# Oneway 2436



## welcon (Dec 3, 2012)

Well this year Santa came early and delivered my new lathe. Was a little heavy to muscle around and get it off the pallet but thanks to the wheel kit and a little blocking I managed. It arrived around one week after they shipped it from Stratford Ontario to Prince George BC with no damage. Will be pretty happy to give it a try.


----------



## 000 (Dec 9, 2015)

Congrats, that looks like a nice piece of equipment!


----------



## AandCstyle (Mar 21, 2012)

Steve, congratulations! I'm not sure which is bigger, your smile or the lathe. haha


----------



## Wildwood (Jul 22, 2012)

Congratulations Steve, one of the best lathes around!

Good luck with it!


----------



## wapakfred (Jul 29, 2011)

Congrats, very nice lathe!


----------



## JoeinGa (Nov 26, 2012)

NICE! Color me jealous !


----------



## GR8HUNTER (Jun 13, 2016)

GREEN MAN says GRATZ …... A very nice professional Lathe. : )


----------



## UncannyValleyWoods (Apr 18, 2013)

I can feel those Canadian trees quivering in terror from here.


----------



## Leovanderloo (Apr 28, 2016)

Hé Steve congratulations on Thé Besrt lathe ever, imitated, but never equated )

Happy turning !!


----------



## loiblb (Jul 6, 2015)

We will need a review.
I may never own one but I can dream about finding one under the tree.


----------



## MikeTurner (Jun 30, 2012)

Nice lathe! Steve!! You must have been really good this yr! Enjoy it!!!


----------



## Woodbum (Jan 3, 2010)

WOW! You, my friend are living my dream. Congrats!


----------

|---|

## SHORT EXERCISE 1
Reproduce the part of the lathe forum thread starting with "I may never" and going on through "yr! Enjoy it!!!".

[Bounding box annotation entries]
|---|

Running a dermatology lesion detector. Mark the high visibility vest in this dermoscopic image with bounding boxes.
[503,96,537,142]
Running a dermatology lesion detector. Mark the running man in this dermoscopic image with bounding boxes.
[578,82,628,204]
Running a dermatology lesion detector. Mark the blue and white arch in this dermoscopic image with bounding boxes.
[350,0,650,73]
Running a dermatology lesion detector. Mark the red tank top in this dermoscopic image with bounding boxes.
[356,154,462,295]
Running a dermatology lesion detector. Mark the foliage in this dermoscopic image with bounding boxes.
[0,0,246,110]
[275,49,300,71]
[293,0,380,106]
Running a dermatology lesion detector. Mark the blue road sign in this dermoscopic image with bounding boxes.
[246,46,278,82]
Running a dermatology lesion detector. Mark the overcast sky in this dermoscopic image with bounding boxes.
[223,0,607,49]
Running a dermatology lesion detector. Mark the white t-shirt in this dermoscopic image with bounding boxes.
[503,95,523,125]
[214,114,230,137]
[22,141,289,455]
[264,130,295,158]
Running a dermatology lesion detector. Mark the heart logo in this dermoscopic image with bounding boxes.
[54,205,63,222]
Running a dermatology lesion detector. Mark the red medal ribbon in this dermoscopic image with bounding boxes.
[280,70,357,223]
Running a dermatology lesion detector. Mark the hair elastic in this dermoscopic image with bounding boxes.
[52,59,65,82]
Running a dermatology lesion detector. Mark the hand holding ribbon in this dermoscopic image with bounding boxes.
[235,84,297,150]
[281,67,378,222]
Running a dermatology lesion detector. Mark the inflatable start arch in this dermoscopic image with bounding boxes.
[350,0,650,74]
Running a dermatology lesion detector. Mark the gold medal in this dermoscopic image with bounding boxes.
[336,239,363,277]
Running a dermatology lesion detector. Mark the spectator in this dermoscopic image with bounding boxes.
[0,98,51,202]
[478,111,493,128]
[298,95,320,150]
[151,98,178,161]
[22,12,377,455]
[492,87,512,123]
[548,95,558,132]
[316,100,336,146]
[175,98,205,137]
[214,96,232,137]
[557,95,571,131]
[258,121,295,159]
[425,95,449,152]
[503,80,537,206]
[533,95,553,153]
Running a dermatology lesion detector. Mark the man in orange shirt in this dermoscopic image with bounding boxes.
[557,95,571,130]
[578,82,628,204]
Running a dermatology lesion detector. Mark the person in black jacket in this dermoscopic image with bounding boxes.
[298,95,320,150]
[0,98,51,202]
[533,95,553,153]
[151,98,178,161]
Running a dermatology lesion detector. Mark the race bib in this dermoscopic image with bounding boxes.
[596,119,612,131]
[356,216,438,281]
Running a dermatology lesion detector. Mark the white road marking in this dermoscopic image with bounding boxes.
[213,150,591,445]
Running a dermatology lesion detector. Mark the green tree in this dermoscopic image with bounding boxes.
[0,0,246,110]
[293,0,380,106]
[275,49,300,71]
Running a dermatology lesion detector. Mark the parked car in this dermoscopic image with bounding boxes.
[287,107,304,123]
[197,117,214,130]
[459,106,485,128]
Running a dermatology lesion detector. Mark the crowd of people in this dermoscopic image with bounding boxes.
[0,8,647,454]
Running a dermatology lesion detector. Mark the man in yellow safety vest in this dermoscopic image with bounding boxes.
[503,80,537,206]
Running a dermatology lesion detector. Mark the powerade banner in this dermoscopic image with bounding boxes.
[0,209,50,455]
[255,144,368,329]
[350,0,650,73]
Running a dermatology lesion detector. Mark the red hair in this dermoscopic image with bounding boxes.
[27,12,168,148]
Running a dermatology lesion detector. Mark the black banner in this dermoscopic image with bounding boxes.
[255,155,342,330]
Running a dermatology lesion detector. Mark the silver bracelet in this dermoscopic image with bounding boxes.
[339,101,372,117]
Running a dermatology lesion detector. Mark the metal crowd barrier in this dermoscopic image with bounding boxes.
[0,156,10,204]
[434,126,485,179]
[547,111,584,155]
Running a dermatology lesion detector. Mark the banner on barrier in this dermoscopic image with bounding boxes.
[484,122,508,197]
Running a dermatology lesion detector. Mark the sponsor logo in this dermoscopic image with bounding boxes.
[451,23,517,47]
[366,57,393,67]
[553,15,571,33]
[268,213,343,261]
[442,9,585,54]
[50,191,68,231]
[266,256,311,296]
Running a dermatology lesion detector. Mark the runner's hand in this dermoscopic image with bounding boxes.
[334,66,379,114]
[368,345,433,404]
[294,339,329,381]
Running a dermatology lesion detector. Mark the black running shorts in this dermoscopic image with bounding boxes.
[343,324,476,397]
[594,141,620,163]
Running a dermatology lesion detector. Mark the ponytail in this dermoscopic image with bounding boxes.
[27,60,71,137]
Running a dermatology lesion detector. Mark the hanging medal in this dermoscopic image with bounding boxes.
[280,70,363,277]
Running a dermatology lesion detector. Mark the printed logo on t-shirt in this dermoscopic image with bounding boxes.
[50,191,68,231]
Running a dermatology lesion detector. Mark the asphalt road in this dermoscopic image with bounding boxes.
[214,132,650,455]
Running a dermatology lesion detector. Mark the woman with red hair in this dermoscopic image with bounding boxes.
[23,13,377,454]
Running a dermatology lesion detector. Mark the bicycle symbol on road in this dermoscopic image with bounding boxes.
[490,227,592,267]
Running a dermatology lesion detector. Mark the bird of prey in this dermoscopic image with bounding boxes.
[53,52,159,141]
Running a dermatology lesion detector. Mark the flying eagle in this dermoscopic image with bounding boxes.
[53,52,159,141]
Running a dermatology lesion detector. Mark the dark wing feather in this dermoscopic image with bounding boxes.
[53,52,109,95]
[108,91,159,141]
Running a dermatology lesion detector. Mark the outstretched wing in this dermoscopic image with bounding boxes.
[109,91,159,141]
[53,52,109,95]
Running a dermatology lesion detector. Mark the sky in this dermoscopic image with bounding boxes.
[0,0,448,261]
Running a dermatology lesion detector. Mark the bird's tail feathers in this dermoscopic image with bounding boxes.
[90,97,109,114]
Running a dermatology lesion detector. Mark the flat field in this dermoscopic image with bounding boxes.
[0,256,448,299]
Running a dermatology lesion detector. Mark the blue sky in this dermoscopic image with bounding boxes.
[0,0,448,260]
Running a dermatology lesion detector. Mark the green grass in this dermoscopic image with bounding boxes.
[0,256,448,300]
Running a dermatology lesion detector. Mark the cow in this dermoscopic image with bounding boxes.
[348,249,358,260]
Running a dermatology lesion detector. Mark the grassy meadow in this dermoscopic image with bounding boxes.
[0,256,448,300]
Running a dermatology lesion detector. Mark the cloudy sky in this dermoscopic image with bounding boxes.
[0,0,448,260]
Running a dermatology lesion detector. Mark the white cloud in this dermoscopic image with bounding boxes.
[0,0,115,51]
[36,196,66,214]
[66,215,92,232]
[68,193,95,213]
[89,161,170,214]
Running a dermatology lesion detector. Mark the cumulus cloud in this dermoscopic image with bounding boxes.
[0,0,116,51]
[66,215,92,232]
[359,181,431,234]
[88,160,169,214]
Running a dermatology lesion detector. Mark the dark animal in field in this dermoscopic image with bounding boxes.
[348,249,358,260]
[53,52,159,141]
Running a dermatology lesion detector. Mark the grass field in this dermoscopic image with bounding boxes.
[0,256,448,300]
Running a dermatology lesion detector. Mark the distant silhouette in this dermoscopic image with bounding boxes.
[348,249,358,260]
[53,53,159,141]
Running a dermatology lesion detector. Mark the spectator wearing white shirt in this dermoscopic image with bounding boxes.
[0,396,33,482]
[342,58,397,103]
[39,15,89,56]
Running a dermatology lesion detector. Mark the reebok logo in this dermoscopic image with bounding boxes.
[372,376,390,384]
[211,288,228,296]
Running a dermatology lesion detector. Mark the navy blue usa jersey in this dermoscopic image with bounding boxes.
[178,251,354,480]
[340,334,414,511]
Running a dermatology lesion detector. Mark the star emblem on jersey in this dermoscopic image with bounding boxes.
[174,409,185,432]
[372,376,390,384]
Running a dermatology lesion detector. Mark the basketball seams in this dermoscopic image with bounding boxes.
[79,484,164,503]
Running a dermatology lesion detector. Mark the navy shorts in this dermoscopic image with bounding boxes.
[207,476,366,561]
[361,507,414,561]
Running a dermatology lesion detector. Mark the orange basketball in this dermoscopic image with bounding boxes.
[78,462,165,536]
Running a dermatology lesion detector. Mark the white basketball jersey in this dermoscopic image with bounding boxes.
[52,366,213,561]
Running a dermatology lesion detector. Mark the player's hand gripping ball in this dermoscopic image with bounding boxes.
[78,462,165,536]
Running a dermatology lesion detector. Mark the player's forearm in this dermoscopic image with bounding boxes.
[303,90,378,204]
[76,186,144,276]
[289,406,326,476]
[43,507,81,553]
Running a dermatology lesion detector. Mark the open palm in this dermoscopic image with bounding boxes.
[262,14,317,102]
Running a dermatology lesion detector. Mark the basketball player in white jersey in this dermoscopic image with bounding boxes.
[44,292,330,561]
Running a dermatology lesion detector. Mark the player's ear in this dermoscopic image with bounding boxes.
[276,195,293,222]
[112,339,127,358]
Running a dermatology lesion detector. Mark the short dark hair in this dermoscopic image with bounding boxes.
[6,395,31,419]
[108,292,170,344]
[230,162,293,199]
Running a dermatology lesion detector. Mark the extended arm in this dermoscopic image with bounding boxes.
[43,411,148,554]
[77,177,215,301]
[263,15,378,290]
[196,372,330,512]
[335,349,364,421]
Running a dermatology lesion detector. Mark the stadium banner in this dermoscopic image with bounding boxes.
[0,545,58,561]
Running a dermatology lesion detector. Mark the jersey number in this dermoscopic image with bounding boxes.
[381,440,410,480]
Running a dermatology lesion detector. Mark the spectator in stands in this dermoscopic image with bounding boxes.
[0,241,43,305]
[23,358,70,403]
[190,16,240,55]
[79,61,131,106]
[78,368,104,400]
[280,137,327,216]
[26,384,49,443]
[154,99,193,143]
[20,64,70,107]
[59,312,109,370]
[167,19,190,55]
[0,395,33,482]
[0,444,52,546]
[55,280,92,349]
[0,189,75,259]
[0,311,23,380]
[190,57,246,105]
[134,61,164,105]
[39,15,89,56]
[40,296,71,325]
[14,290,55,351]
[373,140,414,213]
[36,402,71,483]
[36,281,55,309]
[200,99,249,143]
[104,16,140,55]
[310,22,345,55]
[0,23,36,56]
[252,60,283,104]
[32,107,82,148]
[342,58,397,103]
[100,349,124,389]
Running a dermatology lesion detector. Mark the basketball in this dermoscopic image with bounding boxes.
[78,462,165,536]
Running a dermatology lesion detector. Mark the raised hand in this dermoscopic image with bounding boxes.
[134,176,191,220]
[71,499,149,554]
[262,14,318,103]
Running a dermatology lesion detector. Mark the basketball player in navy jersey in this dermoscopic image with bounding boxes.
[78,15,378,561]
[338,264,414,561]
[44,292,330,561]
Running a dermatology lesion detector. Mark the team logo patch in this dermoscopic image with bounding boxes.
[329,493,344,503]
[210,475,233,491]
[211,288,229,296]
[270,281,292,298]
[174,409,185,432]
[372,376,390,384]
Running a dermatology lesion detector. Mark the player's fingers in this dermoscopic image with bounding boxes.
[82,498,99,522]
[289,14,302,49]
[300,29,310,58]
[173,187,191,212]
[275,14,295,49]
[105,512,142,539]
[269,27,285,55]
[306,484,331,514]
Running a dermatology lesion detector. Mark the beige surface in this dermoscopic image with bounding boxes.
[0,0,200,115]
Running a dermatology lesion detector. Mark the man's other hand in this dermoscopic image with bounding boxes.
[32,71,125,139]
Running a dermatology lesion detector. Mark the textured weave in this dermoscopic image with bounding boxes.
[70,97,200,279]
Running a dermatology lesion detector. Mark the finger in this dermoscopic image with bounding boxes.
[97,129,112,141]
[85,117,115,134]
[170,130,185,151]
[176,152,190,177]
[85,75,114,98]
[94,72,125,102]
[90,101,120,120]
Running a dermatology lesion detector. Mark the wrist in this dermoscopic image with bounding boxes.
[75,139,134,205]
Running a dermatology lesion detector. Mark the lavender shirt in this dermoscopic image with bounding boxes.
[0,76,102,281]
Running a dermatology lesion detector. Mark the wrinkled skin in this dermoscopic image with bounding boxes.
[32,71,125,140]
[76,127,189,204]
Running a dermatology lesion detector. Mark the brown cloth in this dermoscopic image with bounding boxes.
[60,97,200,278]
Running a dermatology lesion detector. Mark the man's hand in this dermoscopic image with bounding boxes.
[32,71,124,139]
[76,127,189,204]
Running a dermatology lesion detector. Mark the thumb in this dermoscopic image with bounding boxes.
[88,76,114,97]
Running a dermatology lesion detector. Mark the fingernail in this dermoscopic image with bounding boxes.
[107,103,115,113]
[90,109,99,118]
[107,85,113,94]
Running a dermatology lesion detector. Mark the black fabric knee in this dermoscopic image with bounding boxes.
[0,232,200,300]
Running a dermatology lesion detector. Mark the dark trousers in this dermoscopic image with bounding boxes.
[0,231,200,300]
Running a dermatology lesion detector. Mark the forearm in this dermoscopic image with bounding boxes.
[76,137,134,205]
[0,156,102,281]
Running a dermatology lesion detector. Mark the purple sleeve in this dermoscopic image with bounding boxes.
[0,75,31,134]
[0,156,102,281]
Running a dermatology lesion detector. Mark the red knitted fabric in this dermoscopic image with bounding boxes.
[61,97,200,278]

|---|

## SHORT EXERCISE 2
In the records, move every box coordinate by -110, starting with the line with "Running a dermatology lesion detector. Mark the cloudy" and going on through the line with "[211,288,228,296]". Write out only those lines, each one in full, including the lines that hold no coordinates.

## TASK SOLUTION 1
I may never own one but I can dream about finding one under the tree.


----------



## MikeTurner (Jun 30, 2012)

Nice lathe! Steve!! You must have been really good this yr! Enjoy it!!!

## TASK SOLUTION 2
Running a dermatology lesion detector. Mark the cloudy sky in this dermoscopic image with bounding boxes.
[-110,-110,338,150]
Running a dermatology lesion detector. Mark the white cloud in this dermoscopic image with bounding boxes.
[-110,-110,5,-59]
[-74,86,-44,104]
[-44,105,-18,122]
[-42,83,-15,103]
[-21,51,60,104]
Running a dermatology lesion detector. Mark the cumulus cloud in this dermoscopic image with bounding boxes.
[-110,-110,6,-59]
[-44,105,-18,122]
[249,71,321,124]
[-22,50,59,104]
Running a dermatology lesion detector. Mark the dark animal in field in this dermoscopic image with bounding boxes.
[238,139,248,150]
[-57,-58,49,31]
Running a dermatology lesion detector. Mark the grass field in this dermoscopic image with bounding boxes.
[-110,146,338,190]
Running a dermatology lesion detector. Mark the distant silhouette in this dermoscopic image with bounding boxes.
[238,139,248,150]
[-57,-57,49,31]
Running a dermatology lesion detector. Mark the spectator wearing white shirt in this dermoscopic image with bounding boxes.
[-110,286,-77,372]
[232,-52,287,-7]
[-71,-95,-21,-54]
Running a dermatology lesion detector. Mark the reebok logo in this dermoscopic image with bounding boxes.
[262,266,280,274]
[101,178,118,186]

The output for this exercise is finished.